• Exercise task A: Filter the rows below, copying out each line that contains the string "chairlift".

• Text provided:
>>>

Title: An Enchantment of Ravens

Author: Margaret Rogerson

Genre: Fantasy, Romance, Young Adult

Page Count: 300

Release Date: Sept 26, 2017

Publisher: Margaret K. McElderry Books

Isobel is a prodigy portrait artist with a dangerous set of clients: the sinister fair folk, immortal creatures who cannot bake bread, weave cloth, or put a pen to paper without crumbling to dust. They crave human Craft with a terrible thirst, and Isobel’s paintings are highly prized among them. But when she receives her first royal patron—Rook, the autumn prince—she makes a terrible mistake. She paints mortal sorrow in his eyes – a weakness that could cost him his life.

Furious and devastated, Rook spirits her away to the autumnlands to stand trial for her crime. Waylaid by the Wild Hunt’s ghostly hounds, the tainted influence of the Alder King, and hideous monsters risen from barrow mounds, Isobel and Rook depend on one another for survival. Their alliance blossoms into trust, then love, violating the fair folks’ ruthless Good Law. There’s only one way to save both their lives, Isobel must drink from the Green Well, whose water will transform her into a fair one—at the cost of her Craft, for immortality is as stagnant as it is timeless.

<<<

• Data:
>>>

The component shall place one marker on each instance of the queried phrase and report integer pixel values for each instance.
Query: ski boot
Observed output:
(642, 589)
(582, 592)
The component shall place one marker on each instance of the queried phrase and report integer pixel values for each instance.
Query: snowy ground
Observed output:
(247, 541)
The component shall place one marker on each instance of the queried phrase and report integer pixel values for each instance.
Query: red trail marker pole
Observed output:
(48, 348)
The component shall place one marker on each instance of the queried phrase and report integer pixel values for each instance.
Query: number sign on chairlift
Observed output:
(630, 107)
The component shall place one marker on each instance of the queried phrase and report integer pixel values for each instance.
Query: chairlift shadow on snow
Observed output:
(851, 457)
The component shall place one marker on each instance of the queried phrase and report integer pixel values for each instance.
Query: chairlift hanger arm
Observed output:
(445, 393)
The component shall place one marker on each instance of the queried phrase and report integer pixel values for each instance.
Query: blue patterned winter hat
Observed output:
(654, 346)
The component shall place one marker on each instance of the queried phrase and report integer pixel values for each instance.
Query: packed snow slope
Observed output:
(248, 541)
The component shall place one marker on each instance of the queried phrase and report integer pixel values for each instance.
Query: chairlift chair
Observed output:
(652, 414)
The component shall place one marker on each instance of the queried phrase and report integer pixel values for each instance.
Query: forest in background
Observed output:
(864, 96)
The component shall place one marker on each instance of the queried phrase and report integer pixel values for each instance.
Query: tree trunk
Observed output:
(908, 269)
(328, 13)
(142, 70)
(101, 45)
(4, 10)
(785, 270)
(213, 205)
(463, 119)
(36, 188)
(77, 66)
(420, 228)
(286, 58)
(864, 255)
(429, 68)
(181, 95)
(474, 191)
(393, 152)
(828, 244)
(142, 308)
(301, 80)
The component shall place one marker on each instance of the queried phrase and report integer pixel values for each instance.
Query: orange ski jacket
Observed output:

<<<

• Exercise task B: Quote the whole book description above, word for word.

• Exercise solution A:
Query: number sign on chairlift
Query: chairlift shadow on snow
Query: chairlift hanger arm
Query: chairlift chair

• Exercise solution B:
Title: An Enchantment of Ravens

Author: Margaret Rogerson

Genre: Fantasy, Romance, Young Adult

Page Count: 300

Release Date: Sept 26, 2017

Publisher: Margaret K. McElderry Books

Isobel is a prodigy portrait artist with a dangerous set of clients: the sinister fair folk, immortal creatures who cannot bake bread, weave cloth, or put a pen to paper without crumbling to dust. They crave human Craft with a terrible thirst, and Isobel’s paintings are highly prized among them. But when she receives her first royal patron—Rook, the autumn prince—she makes a terrible mistake. She paints mortal sorrow in his eyes – a weakness that could cost him his life.

Furious and devastated, Rook spirits her away to the autumnlands to stand trial for her crime. Waylaid by the Wild Hunt’s ghostly hounds, the tainted influence of the Alder King, and hideous monsters risen from barrow mounds, Isobel and Rook depend on one another for survival. Their alliance blossoms into trust, then love, violating the fair folks’ ruthless Good Law. There’s only one way to save both their lives, Isobel must drink from the Green Well, whose water will transform her into a fair one—at the cost of her Craft, for immortality is as stagnant as it is timeless.